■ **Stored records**
* * * * * * * * *
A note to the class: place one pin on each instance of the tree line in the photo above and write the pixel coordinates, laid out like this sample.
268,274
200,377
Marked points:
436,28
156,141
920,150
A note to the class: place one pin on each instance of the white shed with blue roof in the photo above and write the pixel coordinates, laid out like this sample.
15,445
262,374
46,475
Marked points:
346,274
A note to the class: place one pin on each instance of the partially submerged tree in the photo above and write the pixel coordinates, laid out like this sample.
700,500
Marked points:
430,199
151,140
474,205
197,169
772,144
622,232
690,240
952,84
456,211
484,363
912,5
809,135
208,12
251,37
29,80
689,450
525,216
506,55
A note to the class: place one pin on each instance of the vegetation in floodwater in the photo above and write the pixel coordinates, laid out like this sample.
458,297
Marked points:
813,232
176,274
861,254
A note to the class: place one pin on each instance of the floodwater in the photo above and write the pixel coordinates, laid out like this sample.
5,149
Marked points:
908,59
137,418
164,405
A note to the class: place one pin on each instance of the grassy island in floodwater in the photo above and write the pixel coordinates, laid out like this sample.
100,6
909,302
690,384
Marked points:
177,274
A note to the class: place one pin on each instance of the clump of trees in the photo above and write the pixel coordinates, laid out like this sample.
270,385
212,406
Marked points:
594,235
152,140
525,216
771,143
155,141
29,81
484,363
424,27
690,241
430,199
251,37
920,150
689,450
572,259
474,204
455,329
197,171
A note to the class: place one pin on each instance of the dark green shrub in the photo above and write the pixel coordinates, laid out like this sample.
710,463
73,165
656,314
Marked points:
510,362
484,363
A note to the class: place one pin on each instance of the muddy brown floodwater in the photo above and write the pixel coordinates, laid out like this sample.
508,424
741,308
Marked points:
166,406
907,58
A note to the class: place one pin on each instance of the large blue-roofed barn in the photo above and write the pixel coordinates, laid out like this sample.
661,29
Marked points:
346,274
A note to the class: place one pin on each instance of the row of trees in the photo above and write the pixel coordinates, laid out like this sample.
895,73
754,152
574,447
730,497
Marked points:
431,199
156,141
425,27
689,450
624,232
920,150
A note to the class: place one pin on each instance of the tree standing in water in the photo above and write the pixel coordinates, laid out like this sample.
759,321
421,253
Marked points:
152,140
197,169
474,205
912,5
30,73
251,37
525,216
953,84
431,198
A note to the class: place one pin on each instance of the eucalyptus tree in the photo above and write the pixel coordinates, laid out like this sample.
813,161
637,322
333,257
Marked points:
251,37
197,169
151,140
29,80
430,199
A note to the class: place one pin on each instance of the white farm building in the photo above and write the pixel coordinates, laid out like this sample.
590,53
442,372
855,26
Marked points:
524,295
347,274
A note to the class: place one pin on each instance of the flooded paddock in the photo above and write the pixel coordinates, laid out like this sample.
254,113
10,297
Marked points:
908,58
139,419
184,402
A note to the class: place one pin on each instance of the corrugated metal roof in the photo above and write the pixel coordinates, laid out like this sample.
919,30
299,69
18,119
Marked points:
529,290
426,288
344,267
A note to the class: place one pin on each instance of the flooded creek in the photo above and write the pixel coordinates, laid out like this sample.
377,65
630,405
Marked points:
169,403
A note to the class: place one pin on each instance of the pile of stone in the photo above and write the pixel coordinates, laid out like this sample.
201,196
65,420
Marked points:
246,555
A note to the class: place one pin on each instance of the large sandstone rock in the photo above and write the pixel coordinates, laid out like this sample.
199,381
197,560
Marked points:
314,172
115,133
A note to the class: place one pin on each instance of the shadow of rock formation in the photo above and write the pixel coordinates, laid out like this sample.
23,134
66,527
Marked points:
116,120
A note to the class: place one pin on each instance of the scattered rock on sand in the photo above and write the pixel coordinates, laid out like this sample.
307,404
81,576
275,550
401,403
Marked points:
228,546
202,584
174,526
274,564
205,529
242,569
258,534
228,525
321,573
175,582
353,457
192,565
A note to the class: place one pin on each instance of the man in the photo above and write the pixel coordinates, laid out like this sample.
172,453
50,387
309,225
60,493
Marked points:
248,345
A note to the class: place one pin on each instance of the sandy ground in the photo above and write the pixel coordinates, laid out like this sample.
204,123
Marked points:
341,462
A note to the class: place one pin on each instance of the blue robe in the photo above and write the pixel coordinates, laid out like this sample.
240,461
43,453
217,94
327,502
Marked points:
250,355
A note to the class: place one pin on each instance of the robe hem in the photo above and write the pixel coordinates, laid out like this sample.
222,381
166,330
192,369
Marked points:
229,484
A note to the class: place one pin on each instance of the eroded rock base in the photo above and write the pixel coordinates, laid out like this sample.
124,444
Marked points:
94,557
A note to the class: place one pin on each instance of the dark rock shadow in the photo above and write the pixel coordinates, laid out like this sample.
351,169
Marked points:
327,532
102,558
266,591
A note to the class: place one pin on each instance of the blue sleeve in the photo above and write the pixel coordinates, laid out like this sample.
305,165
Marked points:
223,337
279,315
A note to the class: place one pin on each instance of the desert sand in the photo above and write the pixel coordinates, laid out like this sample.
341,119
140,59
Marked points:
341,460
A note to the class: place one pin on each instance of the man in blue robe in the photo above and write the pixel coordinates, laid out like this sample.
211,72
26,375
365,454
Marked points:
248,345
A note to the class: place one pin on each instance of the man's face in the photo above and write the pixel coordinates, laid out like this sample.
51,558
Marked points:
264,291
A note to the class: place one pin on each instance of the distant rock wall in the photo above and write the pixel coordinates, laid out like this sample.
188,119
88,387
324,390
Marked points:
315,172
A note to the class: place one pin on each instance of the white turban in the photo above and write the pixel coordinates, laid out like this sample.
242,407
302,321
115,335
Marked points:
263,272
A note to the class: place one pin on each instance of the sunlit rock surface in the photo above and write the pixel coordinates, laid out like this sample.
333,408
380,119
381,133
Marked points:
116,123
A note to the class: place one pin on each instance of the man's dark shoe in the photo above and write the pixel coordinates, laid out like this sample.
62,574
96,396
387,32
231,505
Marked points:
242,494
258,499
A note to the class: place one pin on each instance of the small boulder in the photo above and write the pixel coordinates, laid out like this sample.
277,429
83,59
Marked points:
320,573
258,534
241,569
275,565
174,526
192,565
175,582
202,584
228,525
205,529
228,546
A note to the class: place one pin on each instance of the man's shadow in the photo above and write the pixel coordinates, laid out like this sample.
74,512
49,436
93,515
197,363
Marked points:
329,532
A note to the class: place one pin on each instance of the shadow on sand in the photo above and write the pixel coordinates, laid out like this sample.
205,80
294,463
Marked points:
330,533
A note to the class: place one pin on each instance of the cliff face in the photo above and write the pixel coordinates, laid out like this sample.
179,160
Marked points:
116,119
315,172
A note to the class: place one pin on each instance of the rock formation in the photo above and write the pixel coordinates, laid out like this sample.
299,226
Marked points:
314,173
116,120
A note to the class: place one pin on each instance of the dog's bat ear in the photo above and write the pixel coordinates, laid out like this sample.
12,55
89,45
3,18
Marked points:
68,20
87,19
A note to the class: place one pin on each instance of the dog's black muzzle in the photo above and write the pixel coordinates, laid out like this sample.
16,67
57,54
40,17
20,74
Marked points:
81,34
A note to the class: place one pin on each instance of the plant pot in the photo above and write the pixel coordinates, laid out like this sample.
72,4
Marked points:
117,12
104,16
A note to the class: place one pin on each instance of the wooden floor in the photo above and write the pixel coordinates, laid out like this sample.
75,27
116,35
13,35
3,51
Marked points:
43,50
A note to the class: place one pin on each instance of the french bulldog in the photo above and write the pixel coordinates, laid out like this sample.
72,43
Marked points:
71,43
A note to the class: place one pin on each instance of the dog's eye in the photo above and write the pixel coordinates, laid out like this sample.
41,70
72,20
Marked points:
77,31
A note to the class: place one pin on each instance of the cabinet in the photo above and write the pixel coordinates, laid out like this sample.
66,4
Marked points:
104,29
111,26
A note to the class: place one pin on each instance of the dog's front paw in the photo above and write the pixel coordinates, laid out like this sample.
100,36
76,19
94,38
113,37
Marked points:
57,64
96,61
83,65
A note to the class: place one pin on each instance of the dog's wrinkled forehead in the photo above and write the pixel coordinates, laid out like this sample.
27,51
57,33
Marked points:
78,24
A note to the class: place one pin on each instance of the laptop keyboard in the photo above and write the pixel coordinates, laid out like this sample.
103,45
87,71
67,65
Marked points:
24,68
* * * * * * * * *
■ **PROBLEM REQUIREMENTS**
Recast the lines from the one containing "of the french" through the end of the records as a JSON list of strings, with one string per line and blank lines omitted.

■ **FULL OUTPUT**
[
  "A note to the class: place one pin on each instance of the french bulldog in the photo above and write the pixel coordinates, laid out like this sample.",
  "72,43",
  "Marked points:",
  "71,43",
  "A note to the class: place one pin on each instance of the dog's eye in the photo above and write the pixel coordinates, laid out like this sample.",
  "41,70",
  "72,20",
  "Marked points:",
  "77,31",
  "A note to the class: place one pin on each instance of the cabinet in the photo above and write the pixel coordinates, laid out like this sample.",
  "66,4",
  "Marked points:",
  "104,29",
  "111,26",
  "A note to the class: place one pin on each instance of the dog's front paw in the photo above and write the pixel coordinates, laid out like this sample.",
  "100,36",
  "76,19",
  "94,38",
  "113,37",
  "Marked points:",
  "57,64",
  "96,61",
  "83,65",
  "A note to the class: place one pin on each instance of the dog's wrinkled forehead in the photo above and write the pixel coordinates, laid out like this sample.",
  "27,51",
  "57,33",
  "Marked points:",
  "78,24",
  "A note to the class: place one pin on each instance of the laptop keyboard in the photo above and write the pixel coordinates, laid out like this sample.",
  "103,45",
  "87,71",
  "67,65",
  "Marked points:",
  "24,68"
]